(Stored records)
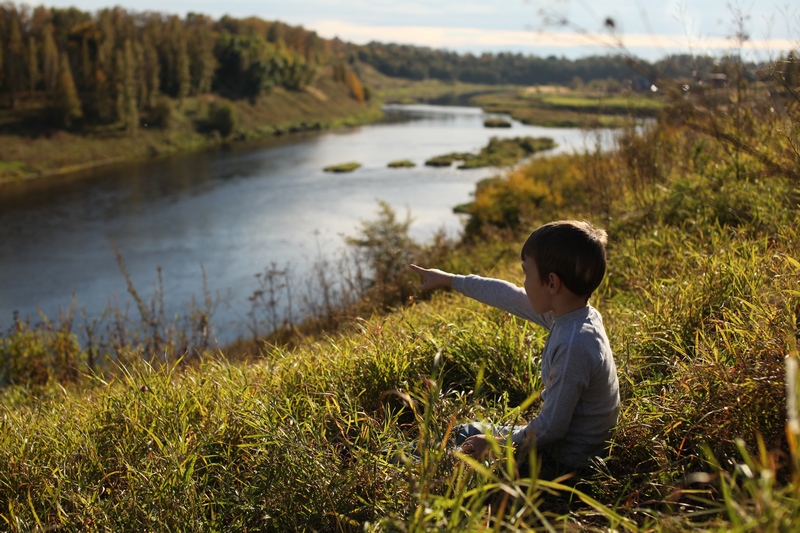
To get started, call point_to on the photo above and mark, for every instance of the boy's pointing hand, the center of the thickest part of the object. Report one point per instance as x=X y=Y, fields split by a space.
x=433 y=278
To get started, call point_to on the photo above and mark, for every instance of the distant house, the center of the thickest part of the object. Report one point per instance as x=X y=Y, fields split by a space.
x=717 y=80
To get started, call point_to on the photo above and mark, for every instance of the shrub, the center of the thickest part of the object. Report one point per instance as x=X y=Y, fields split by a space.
x=222 y=118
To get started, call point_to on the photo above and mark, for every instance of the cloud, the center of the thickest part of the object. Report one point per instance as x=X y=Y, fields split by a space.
x=463 y=38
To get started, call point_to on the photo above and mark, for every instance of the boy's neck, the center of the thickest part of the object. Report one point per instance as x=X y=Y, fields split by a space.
x=567 y=303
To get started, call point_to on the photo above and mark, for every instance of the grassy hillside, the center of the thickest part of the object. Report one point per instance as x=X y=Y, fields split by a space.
x=27 y=150
x=345 y=429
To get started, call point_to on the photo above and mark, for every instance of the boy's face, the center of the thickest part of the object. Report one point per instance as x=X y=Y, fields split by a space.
x=538 y=292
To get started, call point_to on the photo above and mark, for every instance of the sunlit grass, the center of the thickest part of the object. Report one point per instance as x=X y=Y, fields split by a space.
x=347 y=428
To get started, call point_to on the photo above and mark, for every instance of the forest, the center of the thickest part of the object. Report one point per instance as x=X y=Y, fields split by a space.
x=117 y=66
x=68 y=68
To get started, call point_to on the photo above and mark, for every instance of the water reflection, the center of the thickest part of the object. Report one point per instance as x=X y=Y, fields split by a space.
x=233 y=211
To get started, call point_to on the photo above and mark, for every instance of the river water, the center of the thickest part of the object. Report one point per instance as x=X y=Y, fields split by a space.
x=232 y=212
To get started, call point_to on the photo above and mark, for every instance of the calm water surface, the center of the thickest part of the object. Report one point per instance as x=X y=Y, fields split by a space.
x=232 y=213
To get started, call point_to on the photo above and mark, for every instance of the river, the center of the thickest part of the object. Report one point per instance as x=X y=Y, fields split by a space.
x=231 y=213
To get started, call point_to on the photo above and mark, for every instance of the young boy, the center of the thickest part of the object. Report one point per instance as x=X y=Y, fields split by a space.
x=564 y=262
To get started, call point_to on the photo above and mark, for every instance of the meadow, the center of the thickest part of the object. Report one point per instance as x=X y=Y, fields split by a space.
x=342 y=423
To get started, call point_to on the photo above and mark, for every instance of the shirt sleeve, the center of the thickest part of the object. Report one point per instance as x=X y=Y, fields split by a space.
x=564 y=385
x=501 y=294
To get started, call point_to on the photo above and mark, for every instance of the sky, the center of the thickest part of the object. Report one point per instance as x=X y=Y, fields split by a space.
x=647 y=28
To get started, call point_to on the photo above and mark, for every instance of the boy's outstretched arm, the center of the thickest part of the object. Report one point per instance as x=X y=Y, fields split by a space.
x=433 y=277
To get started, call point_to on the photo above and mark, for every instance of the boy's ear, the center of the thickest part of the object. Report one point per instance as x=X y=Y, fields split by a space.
x=553 y=282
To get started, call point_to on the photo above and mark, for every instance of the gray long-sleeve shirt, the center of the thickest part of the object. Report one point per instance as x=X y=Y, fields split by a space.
x=580 y=403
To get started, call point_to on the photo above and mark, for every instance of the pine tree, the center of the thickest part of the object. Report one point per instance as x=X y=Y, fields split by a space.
x=33 y=65
x=129 y=89
x=51 y=61
x=14 y=72
x=183 y=75
x=66 y=104
x=203 y=62
x=151 y=72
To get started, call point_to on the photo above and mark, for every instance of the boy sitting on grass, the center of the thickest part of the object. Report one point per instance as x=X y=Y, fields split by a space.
x=564 y=262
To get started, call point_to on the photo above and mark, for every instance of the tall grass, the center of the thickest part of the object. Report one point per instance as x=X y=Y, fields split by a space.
x=347 y=427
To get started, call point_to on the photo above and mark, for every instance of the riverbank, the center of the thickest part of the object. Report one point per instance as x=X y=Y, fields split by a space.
x=28 y=150
x=700 y=304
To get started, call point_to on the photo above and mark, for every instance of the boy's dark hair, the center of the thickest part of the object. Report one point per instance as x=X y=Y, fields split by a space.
x=574 y=251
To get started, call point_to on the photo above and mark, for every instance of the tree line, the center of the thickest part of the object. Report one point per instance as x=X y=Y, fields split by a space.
x=421 y=63
x=114 y=65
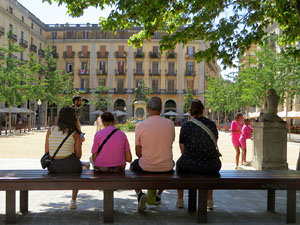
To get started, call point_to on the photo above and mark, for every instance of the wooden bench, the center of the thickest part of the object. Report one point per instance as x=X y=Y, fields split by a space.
x=29 y=180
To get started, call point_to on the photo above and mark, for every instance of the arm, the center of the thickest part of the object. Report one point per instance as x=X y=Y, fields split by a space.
x=138 y=151
x=78 y=145
x=47 y=140
x=181 y=146
x=128 y=156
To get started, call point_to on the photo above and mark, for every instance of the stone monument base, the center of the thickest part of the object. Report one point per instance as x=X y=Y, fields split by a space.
x=270 y=145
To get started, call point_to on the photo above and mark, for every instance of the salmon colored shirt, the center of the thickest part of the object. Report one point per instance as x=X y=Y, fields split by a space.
x=156 y=136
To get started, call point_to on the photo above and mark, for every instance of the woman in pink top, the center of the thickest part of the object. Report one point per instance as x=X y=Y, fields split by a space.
x=246 y=134
x=115 y=152
x=236 y=131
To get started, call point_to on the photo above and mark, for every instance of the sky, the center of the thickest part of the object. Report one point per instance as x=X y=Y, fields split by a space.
x=52 y=14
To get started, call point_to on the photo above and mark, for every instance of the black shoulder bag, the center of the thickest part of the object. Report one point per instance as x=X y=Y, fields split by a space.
x=106 y=139
x=46 y=160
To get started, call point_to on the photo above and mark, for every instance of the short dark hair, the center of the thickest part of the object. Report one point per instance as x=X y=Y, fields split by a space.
x=68 y=120
x=107 y=117
x=197 y=107
x=237 y=115
x=75 y=98
x=155 y=104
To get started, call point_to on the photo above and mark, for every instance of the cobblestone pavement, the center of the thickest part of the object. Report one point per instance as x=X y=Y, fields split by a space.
x=51 y=207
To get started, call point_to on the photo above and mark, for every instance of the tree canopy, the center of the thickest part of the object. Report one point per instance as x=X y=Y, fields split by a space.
x=228 y=26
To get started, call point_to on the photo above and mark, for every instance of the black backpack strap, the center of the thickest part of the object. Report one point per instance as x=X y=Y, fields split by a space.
x=61 y=145
x=106 y=139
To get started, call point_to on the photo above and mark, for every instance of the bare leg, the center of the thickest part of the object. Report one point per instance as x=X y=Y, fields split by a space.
x=180 y=194
x=74 y=194
x=237 y=156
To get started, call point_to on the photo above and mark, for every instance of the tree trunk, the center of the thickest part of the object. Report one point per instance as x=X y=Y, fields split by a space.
x=46 y=112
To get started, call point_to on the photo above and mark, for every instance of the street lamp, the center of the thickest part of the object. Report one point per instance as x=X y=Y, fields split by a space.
x=39 y=107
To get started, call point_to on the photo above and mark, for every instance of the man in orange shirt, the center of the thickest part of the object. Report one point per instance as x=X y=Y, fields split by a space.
x=153 y=146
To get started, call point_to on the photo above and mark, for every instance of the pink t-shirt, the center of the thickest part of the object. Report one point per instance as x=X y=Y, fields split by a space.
x=156 y=135
x=113 y=151
x=235 y=125
x=246 y=132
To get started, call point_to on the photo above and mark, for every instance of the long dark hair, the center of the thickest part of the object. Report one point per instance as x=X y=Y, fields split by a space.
x=68 y=120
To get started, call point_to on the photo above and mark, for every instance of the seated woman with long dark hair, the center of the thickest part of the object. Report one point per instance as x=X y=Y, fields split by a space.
x=67 y=160
x=199 y=153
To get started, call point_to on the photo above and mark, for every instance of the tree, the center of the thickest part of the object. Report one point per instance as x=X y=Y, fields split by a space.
x=100 y=101
x=188 y=98
x=141 y=92
x=183 y=21
x=12 y=79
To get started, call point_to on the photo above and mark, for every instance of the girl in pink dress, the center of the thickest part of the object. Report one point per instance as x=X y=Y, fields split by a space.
x=246 y=134
x=236 y=131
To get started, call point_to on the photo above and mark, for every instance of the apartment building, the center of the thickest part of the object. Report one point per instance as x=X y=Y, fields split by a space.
x=96 y=57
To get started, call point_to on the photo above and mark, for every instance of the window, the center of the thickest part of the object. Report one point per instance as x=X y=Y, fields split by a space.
x=190 y=84
x=120 y=85
x=171 y=68
x=155 y=67
x=154 y=85
x=171 y=85
x=10 y=9
x=53 y=35
x=83 y=83
x=139 y=67
x=69 y=67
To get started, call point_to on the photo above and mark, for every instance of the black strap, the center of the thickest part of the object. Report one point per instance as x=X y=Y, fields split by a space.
x=106 y=139
x=61 y=145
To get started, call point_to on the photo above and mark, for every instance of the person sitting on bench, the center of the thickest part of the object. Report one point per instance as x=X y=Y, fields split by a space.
x=153 y=139
x=199 y=153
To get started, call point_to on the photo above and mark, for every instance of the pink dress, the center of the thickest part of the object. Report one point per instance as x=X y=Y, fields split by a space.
x=246 y=134
x=235 y=125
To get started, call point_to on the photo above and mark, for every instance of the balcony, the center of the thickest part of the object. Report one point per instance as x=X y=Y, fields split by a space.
x=84 y=55
x=172 y=55
x=33 y=48
x=23 y=43
x=68 y=55
x=102 y=54
x=101 y=72
x=171 y=73
x=55 y=55
x=139 y=72
x=41 y=53
x=190 y=56
x=120 y=72
x=2 y=31
x=14 y=37
x=190 y=73
x=154 y=72
x=120 y=55
x=139 y=54
x=154 y=55
x=83 y=72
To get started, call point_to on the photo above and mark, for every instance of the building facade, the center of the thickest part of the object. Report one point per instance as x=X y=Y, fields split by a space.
x=96 y=57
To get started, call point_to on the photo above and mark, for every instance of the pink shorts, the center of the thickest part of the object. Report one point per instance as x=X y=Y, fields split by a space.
x=243 y=143
x=235 y=141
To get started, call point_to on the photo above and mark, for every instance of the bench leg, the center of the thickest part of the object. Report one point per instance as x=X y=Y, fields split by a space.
x=202 y=206
x=10 y=207
x=291 y=207
x=271 y=201
x=23 y=202
x=192 y=200
x=108 y=206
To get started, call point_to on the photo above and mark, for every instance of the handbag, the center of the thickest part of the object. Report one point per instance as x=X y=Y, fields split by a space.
x=46 y=159
x=208 y=131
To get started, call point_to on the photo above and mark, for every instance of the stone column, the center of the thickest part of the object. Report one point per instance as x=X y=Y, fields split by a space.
x=270 y=146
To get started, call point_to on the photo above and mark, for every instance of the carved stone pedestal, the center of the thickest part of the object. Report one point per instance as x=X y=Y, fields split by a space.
x=270 y=145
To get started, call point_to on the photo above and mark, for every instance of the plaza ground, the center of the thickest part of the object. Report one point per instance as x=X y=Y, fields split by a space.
x=51 y=207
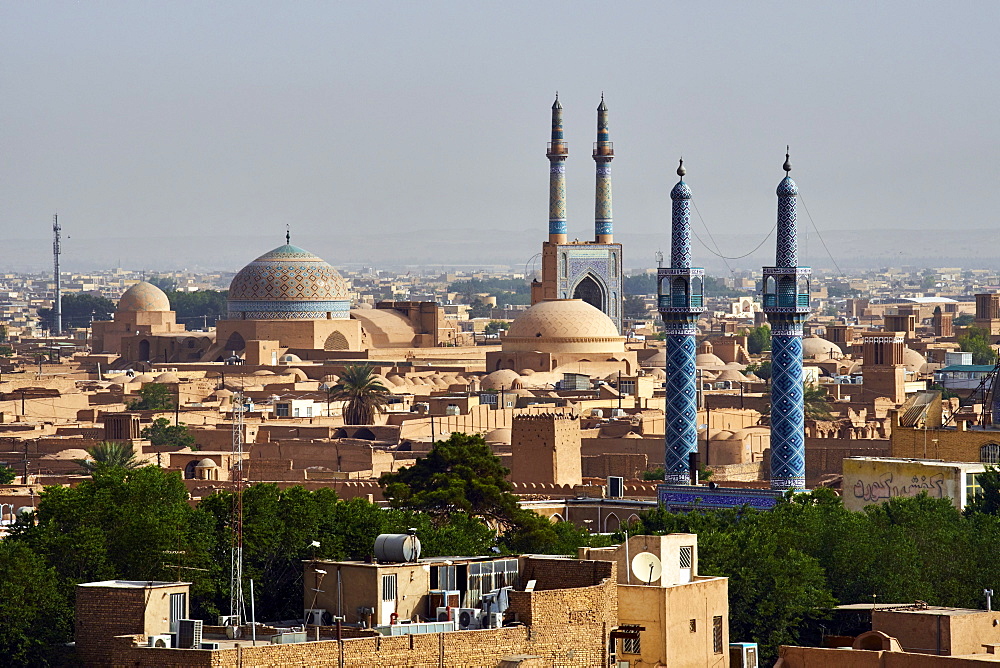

**Exercise objective**
Retype, exactly and only, the lines from the one containing "stone column, the" through the end of the entries, both ends included, and omit all pictures.

**Answer box**
To get started, call point_to on the photo above and mark, for every instance of the stone column, the center of the thickest part of the object. Report one point per instance as x=X y=Y, fields split by a space.
x=270 y=146
To get started, call point_to on the photo above and mark, for every instance of the carved stone pedestal, the center of the thickest part of the object. Report one point per instance as x=X y=Y, fields split by a space.
x=270 y=145
To get started, call point_to on the photo above and mark, for every instance of the plaza ground, the center of the thickest part of the object. Report one point per instance as x=X y=Y, fields split by a space.
x=51 y=207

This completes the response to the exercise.